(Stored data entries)
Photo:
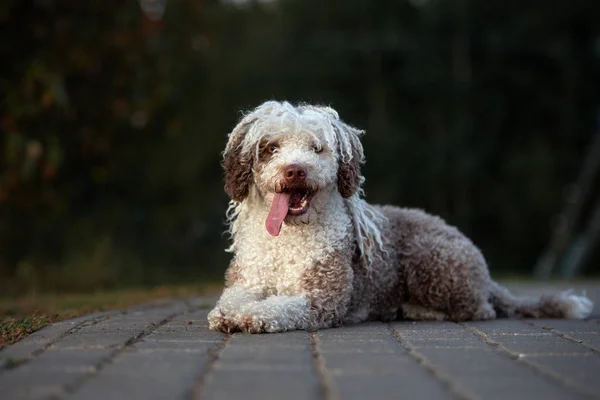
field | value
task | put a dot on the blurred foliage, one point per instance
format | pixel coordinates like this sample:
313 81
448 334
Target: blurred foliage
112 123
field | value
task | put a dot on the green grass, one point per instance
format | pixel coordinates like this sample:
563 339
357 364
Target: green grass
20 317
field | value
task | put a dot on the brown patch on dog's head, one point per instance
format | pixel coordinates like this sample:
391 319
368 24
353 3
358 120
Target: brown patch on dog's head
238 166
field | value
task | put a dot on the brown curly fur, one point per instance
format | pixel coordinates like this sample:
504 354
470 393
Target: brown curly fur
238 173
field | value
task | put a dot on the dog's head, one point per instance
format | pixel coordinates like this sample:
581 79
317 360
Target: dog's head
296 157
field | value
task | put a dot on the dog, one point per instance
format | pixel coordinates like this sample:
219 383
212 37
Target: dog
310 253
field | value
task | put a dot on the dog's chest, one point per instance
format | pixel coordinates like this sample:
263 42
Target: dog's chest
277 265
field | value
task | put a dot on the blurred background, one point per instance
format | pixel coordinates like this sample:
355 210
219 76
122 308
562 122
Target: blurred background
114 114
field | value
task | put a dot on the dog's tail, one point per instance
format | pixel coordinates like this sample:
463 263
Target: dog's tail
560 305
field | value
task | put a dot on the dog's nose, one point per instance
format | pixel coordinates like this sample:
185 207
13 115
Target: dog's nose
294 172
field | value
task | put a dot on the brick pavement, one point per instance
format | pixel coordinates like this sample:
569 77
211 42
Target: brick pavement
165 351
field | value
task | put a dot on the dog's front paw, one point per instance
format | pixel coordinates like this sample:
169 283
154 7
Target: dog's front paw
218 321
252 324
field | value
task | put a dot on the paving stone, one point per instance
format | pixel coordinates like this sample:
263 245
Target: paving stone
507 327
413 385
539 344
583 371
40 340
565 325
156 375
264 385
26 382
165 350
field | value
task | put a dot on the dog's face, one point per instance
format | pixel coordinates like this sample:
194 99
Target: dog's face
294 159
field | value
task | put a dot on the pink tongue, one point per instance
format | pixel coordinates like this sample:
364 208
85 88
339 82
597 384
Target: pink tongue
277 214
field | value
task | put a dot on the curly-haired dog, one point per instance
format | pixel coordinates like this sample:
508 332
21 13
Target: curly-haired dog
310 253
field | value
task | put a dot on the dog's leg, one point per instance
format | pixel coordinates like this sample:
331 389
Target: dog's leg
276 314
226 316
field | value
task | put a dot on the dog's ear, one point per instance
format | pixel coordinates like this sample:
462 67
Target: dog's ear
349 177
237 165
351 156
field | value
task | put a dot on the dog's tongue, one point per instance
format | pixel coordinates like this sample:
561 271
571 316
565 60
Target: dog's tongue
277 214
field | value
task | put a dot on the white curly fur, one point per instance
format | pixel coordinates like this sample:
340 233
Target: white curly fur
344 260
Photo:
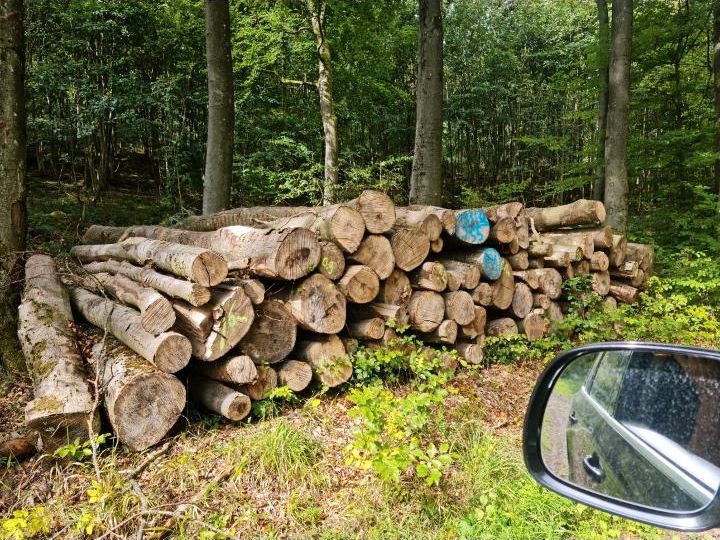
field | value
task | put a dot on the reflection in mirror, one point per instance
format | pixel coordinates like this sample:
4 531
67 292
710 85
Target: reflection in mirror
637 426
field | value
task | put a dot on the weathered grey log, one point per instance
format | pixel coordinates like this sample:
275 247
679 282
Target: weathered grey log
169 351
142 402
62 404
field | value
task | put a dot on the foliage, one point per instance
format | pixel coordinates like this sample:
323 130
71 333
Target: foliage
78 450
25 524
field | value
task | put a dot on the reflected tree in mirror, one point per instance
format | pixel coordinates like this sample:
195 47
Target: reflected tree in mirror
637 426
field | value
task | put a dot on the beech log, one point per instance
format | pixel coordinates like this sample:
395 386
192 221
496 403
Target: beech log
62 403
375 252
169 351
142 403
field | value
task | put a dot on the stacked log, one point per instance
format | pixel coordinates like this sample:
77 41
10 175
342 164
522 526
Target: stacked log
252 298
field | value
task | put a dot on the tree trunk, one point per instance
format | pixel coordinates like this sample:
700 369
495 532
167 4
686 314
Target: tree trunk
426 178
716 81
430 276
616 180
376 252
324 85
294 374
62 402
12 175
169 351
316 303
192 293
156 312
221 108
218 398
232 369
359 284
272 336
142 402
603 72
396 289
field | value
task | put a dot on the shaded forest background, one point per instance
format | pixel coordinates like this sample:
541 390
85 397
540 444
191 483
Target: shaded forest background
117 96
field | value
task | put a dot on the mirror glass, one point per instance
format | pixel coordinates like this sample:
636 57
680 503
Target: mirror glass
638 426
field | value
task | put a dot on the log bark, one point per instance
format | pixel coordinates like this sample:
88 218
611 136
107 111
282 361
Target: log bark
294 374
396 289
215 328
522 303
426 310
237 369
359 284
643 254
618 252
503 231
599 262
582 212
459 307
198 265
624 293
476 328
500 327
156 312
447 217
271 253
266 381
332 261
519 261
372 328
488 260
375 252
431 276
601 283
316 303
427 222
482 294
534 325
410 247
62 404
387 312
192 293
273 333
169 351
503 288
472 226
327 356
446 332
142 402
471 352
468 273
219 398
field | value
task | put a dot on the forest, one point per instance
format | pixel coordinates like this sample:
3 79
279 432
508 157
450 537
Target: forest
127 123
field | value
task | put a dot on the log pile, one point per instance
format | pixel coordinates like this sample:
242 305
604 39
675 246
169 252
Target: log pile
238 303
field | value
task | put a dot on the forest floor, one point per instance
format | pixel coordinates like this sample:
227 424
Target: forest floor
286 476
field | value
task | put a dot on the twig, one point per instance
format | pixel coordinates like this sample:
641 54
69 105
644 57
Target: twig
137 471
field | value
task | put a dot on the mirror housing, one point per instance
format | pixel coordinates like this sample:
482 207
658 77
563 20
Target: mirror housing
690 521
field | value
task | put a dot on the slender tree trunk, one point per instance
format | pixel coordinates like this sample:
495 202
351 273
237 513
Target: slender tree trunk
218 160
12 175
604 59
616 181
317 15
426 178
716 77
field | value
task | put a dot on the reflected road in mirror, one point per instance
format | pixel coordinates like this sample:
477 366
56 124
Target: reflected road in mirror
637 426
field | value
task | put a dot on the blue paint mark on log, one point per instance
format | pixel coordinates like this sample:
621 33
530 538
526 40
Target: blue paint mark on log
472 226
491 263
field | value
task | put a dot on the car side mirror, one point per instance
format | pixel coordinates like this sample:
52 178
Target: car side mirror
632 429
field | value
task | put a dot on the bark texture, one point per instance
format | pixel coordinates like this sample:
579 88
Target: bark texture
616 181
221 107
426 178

EXERCISE DESCRIPTION: Drop the images and quote the entries word for word.

OUTPUT:
Photo:
field | value
task | put a dot on the blurred foliage, one point per instance
format | pixel coordinates like this sample:
313 81
448 334
Target: blurred foliage
112 123
field | value
task | put a dot on the green grass, one point per instance
format | pixel coordinates like this sample:
563 339
357 364
Target: green grass
20 317
field | value
task | put a dot on the brown patch on dog's head, one point per instance
format | pixel coordinates like this sample:
391 319
368 24
353 3
358 120
Target: brown patch on dog's head
238 166
field | value
task | put a dot on the brown curly fur, one point per instance
format | pixel coordinates like this sample:
504 354
470 393
Target: brown curly fur
238 173
field | value
task | put a dot on the dog's head, one point per instance
format | pixel coordinates like this sample:
581 79
317 360
Target: dog's head
296 157
field | value
task | put a dot on the dog, one point per instance
format | pixel coordinates like this sample:
219 383
212 37
Target: dog
310 253
field | value
task | put a dot on the dog's chest, one point per instance
format | pixel coordinates like this sample:
263 42
Target: dog's chest
277 265
field | value
task | put a dot on the blurred background, one point per instance
format | pixel coordinates like this sample:
355 210
219 76
122 308
562 122
Target: blurred background
114 114
field | value
task | put a dot on the dog's tail, one point per instance
format | pixel coordinates like this sample:
463 263
Target: dog's tail
560 305
field | value
task | put a dot on the dog's nose, one point per instance
format | pixel coordinates like this sample:
185 207
13 115
Target: dog's nose
294 172
field | value
task | put a dot on the brick pavement, one point per instance
format | pixel coordinates like this sample:
569 77
211 42
Target: brick pavement
165 351
field | value
task | put a dot on the dog's front paw, one point per instance
format | pixel coordinates like this sample:
169 283
154 7
Target: dog's front paw
218 321
252 324
field | value
task | put a dot on the paving stone, one point per instance
format | pixel coordinates like this sample:
263 245
Target: paving stone
507 327
413 385
539 344
583 371
40 340
565 325
156 375
264 385
26 382
165 350
field | value
task | put a dot on the dog's face, one point per instance
format | pixel coordinates like this sample:
194 99
Target: dog's face
294 159
field | value
task | put a dot on the pink tongue, one point per instance
format | pixel coordinates like this sample:
364 208
85 88
339 82
597 384
Target: pink tongue
277 214
field | value
task | put a dot on the curly-haired dog, one point per instance
format | pixel coordinates like this sample:
508 332
21 13
Target: curly-haired dog
310 253
field | value
task | put a dot on the dog's leg, one point per instance
format | pixel coordinates like this sample:
331 389
Target: dog's leg
276 314
226 316
field | value
task | put a dot on the dog's ear, one point per instance
format | pixel coordinates like this sample:
462 67
Target: dog's ear
349 177
237 165
351 156
field | value
task | put a dot on the dog's tongue, one point per instance
format | pixel coordinates like this sample:
561 271
571 316
565 60
Target: dog's tongue
277 214
field | value
task | put a dot on the white curly fur, one point per instance
format | pixel coordinates like this sample:
340 233
Target: white curly fur
344 260
Photo:
field | value
task | put a dot on the reflection in mirror, one point per instance
format | pixel coordinates like this sample:
4 531
67 292
710 85
Target: reflection in mirror
637 426
field | value
task | put a dot on the weathered grey log, one point per instance
format | pixel coordinates like this sample:
275 247
679 282
Target: weathered grey log
169 351
142 402
62 404
field | value
task | put a dot on the foliage, one point per instance
format | pixel coordinates like this sample:
323 130
71 333
Target: foliage
78 450
25 524
field | value
task | put a dot on the reflected tree in mirror, one point per instance
format | pixel coordinates like this sample:
195 47
Target: reflected tree in mirror
637 426
field | value
task | put a dot on the beech log, one point per instance
format | pixel coordinates like this sample:
395 386
192 221
496 403
Target: beech log
62 403
375 252
169 351
142 403
field | value
task | put a dot on the stacked log, one point per instance
format | pixel coordinates like this sample:
77 41
10 175
342 164
522 526
Target: stacked log
252 298
field | value
task | put a dot on the tree trunk, one point per instance
format | pixel coordinates like this sample:
700 369
495 532
167 4
686 314
Target: tree trunk
426 178
716 81
430 276
616 180
376 252
324 85
294 374
62 402
12 175
169 351
316 303
192 293
156 312
221 108
218 398
232 369
359 284
272 336
142 402
603 72
396 289
field | value
task | put a dot on the shaded forest background, one point per instance
format | pixel coordinates like this sample:
541 390
85 397
540 444
191 483
Target: shaded forest background
117 96
field | value
task | put a dot on the mirror glass, one point per instance
format | pixel coordinates like this sample:
636 57
680 503
Target: mirror glass
638 426
field | value
task | put a dot on the log bark, one point per instance
format | pixel coordinates like this sample:
88 218
611 136
107 111
282 361
Target: log bark
294 374
396 289
215 328
522 303
426 310
237 369
359 284
643 254
618 252
503 231
599 262
582 212
459 307
198 265
624 293
476 328
500 327
156 312
447 217
271 253
266 381
332 261
519 261
372 328
488 260
375 252
431 276
601 283
316 303
427 222
482 294
534 325
410 247
62 404
387 312
192 293
273 333
169 351
503 288
472 226
327 356
446 332
142 402
471 352
468 273
219 398
field | value
task | put a dot on the forest, one point per instance
format | pixel coordinates like this sample:
3 79
279 432
508 157
450 537
Target: forest
127 123
field | value
task | put a dot on the log pile, one point per instance
format | pixel coordinates like this sample:
242 305
604 39
675 246
169 252
Target: log pile
238 303
field | value
task | put a dot on the forest floor, one point per instance
format | pixel coordinates like this sample:
227 424
Target: forest floor
286 476
field | value
task | put a dot on the twig, one point per instance
format | pixel coordinates like this sample:
641 54
69 105
644 57
Target: twig
137 471
field | value
task | put a dot on the mirror housing, one point per instance
format | pixel coordinates like this sample:
482 207
658 77
563 20
Target: mirror housing
690 521
field | value
task | put a dot on the slender tree trunk, one point per instance
format | pixel coordinates like this sample:
495 202
351 273
237 513
Target: slender tree trunk
218 160
12 175
604 59
616 181
317 15
426 178
716 77
field | value
task | put a dot on the reflected road in mirror, one point per instance
format | pixel coordinates like this sample:
477 366
56 124
Target: reflected road in mirror
637 426
field | value
task | put a dot on the blue paint mark on log, one point per instance
format | pixel coordinates like this sample:
621 33
530 538
526 40
Target: blue paint mark on log
472 226
491 263
field | value
task | put a dot on the car side mirror, one point per instance
format | pixel coordinates like this sample:
52 178
Target: car side mirror
632 429
field | value
task | put a dot on the bark texture, one point per instance
format | pixel coordinates like this sample:
579 88
Target: bark texture
616 181
221 107
426 178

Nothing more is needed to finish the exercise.